— Text segment —
What's in a name?

Clinical Governance: An International Journal

ISSN: 1477-7274

Article publication date: 1 July 2006

270

Citation

Lucas, J. (2006), "What's in a name?", Clinical Governance: An International Journal, Vol. 11 No. 3. https://doi.org/10.1108/cgij.2006.24811caa.001

Publisher

:

Emerald Group Publishing Limited

Copyright © 2006, Emerald Group Publishing Limited


What's in a name?

I’ve always admired enterprise, it seems to be a virtue that captures the skill of adaption and being able to respond to tomorrow’s challenges. I recall a contestant on “Blind Date” describing himself as a Consultant Vision Technician. He was smart, confident and articulate. Consultant is a word the medical profession invented, it conjures up an image of wisdom, respect and seniority, but in this case the candidate was a young window cleaner demonstrating enterprise.

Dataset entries
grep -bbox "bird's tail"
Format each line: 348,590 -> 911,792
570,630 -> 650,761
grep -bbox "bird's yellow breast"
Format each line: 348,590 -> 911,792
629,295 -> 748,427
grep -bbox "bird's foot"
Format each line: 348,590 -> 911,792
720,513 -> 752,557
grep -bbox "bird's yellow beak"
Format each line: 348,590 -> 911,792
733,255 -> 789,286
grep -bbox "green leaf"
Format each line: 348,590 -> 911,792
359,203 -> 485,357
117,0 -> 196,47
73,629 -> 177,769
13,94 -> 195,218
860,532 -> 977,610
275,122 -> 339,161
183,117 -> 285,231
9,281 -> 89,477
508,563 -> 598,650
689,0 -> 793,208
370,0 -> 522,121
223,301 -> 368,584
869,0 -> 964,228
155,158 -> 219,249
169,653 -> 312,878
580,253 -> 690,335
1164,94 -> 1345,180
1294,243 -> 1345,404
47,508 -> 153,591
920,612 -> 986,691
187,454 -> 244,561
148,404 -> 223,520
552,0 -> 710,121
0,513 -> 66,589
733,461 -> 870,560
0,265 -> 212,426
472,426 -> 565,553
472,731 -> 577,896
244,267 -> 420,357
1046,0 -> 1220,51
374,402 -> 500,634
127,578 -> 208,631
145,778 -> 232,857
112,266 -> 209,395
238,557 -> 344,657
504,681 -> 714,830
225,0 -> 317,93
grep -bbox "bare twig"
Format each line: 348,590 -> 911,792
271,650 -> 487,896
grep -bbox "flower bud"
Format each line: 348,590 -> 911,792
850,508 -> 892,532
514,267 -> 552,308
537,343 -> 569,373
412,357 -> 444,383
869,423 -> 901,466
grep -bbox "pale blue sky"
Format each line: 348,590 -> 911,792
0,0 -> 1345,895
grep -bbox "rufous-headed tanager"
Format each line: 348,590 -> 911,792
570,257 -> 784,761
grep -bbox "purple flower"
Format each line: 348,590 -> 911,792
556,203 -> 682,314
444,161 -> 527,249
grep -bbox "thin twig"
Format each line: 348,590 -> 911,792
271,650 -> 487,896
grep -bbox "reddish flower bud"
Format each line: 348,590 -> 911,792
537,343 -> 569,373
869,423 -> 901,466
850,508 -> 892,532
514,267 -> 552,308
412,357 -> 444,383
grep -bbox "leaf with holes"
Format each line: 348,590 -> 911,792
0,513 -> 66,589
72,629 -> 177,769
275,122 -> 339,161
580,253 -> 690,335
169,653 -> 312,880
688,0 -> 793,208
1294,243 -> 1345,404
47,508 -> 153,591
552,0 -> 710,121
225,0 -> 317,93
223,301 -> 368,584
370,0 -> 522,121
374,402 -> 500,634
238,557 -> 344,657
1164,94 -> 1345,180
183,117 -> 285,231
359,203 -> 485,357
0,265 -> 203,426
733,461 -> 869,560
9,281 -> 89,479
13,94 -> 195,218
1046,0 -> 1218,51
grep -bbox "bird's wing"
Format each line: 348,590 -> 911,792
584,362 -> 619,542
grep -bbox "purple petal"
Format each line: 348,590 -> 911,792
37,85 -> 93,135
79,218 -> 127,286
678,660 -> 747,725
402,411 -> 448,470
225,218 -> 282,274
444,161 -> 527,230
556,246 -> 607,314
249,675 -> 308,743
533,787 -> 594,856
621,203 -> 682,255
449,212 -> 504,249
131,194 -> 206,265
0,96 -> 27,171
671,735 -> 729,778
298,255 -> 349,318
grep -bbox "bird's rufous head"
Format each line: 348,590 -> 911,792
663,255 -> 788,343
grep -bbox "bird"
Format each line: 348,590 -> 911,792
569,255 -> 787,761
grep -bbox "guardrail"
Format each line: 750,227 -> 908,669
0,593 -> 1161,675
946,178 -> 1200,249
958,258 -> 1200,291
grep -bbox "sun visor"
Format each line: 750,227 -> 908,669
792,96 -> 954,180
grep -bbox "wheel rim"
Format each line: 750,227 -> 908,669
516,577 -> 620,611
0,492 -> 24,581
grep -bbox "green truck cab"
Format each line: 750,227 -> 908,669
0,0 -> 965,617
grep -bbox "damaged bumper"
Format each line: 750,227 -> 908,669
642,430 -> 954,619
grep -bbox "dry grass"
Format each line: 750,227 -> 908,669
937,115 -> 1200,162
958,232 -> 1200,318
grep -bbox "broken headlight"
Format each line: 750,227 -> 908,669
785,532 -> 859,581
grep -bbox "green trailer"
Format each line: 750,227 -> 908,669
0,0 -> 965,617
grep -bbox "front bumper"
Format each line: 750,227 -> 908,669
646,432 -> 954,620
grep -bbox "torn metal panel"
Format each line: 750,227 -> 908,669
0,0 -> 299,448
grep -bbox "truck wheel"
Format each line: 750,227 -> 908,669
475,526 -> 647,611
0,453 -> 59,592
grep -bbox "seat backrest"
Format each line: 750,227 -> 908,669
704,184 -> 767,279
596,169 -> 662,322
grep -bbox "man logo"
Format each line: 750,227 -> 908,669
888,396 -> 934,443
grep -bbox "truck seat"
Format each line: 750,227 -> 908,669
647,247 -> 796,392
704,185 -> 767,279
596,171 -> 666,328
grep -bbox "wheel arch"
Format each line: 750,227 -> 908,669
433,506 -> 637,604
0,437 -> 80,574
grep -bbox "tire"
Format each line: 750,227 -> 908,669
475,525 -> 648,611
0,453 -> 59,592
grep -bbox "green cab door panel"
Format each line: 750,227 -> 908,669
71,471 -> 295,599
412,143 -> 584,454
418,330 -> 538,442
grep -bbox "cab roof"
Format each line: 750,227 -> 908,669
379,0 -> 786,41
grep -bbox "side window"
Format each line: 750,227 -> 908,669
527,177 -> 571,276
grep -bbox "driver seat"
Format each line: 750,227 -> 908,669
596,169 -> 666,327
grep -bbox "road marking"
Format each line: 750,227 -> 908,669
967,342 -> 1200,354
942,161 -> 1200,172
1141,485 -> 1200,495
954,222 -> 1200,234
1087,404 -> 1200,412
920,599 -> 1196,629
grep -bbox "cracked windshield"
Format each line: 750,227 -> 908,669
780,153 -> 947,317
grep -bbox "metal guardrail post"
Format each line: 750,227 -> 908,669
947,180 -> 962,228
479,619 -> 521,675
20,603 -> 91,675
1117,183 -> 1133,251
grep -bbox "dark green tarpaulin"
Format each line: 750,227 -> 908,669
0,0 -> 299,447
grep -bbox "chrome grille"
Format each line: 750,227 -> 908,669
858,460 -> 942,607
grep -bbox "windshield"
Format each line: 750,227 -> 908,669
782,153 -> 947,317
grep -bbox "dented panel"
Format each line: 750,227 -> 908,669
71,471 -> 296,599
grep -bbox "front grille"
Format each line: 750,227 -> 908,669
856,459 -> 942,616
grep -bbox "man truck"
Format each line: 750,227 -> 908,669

— Problems to work on —
1) Quote the "What's in a name?" editorial from "Copyright © 2006, Emerald" to "cleaner demonstrating enterprise.".
2) Continue the "What's in a name?" editorial from where it ends.

— Results for the exercise —
1)
Copyright © 2006, Emerald Group Publishing Limited


What's in a name?

I’ve always admired enterprise, it seems to be a virtue that captures the skill of adaption and being able to respond to tomorrow’s challenges. I recall a contestant on “Blind Date” describing himself as a Consultant Vision Technician. He was smart, confident and articulate. Consultant is a word the medical profession invented, it conjures up an image of wisdom, respect and seniority, but in this case the candidate was a young window cleaner demonstrating enterprise.

2)
Perhaps we need a bit more enterprise in the NHS; who would have believed that this year 30 percent of qualifying physiotherapists, 20 percent of new nurses and 10 percent of our junior doctors, can’t find work in the NHS. Much of this is due to the fact that the new Health White Paper, our health, our care, our say: a new direction for community services, is signalling that tomorrow’s workforce will be helping us to “stay well”, rather than “making better” and the skills and titles of tomorrow’s health and social care workforce may need to change. In Clinical Governance terms we need to get this right because two of the points of the compass to good governance are about training, regulating and professionally developing staff. With vascular surgeons costing 1 million pounds to train, now searching the “situations vacant” lists the price of getting this wrong is enormous and contributory to an NHS whose staff costs are now seriously disproportionate to what the public purse can afford. The White Paper says we need Health Trainers, Public Health Practitioners and Physician Assistants working in the community. Surely we could turn Physiotherapists into Health Trainers, Nurses into Public Health Practitioners and Junior Doctors into Community based Physician Assistants, after all, what’s in a name; but a dash of enterprise wouldn’t go amiss.